◆ **The problem**
List each line in the data below that contains the string "stadium". Matching is case-sensitive.

Labeled point records

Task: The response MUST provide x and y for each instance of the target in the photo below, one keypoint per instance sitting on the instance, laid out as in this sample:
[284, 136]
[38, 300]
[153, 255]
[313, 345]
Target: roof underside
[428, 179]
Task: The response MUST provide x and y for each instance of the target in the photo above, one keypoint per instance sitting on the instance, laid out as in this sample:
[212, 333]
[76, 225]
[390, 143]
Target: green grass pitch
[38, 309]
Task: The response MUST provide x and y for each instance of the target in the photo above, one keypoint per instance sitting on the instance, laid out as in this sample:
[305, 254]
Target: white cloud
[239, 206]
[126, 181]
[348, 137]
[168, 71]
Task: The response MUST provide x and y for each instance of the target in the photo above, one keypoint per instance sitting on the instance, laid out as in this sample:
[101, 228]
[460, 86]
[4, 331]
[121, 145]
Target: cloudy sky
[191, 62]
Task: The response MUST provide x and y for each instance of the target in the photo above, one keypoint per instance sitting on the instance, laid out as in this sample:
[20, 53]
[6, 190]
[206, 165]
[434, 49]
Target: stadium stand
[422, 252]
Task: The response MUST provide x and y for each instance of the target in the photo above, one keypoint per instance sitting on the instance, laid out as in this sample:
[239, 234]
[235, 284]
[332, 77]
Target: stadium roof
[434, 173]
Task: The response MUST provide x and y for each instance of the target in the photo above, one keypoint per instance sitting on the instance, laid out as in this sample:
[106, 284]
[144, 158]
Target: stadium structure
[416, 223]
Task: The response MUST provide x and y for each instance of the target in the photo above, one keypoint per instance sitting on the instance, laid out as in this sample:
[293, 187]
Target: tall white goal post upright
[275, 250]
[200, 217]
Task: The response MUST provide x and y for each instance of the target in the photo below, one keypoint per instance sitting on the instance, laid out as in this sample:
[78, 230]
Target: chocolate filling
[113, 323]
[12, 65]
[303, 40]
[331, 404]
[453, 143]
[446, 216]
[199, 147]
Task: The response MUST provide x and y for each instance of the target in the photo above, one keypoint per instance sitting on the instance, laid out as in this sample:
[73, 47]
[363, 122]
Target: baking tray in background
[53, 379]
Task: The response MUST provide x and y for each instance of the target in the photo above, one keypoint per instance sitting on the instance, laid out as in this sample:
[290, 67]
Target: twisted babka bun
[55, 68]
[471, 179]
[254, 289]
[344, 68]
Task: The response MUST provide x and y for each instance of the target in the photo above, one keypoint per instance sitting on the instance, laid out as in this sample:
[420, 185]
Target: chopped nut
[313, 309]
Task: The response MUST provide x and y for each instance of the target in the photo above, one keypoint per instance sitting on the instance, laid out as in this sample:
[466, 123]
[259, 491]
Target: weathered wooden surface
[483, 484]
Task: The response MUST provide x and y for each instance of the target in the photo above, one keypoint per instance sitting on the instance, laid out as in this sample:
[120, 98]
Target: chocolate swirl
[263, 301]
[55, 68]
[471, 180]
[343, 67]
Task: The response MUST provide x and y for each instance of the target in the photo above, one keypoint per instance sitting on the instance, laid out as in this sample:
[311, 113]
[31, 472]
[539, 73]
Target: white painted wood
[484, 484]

◆ **Full output**
Target: stadium stand
Target: stadium roof
Target: stadium structure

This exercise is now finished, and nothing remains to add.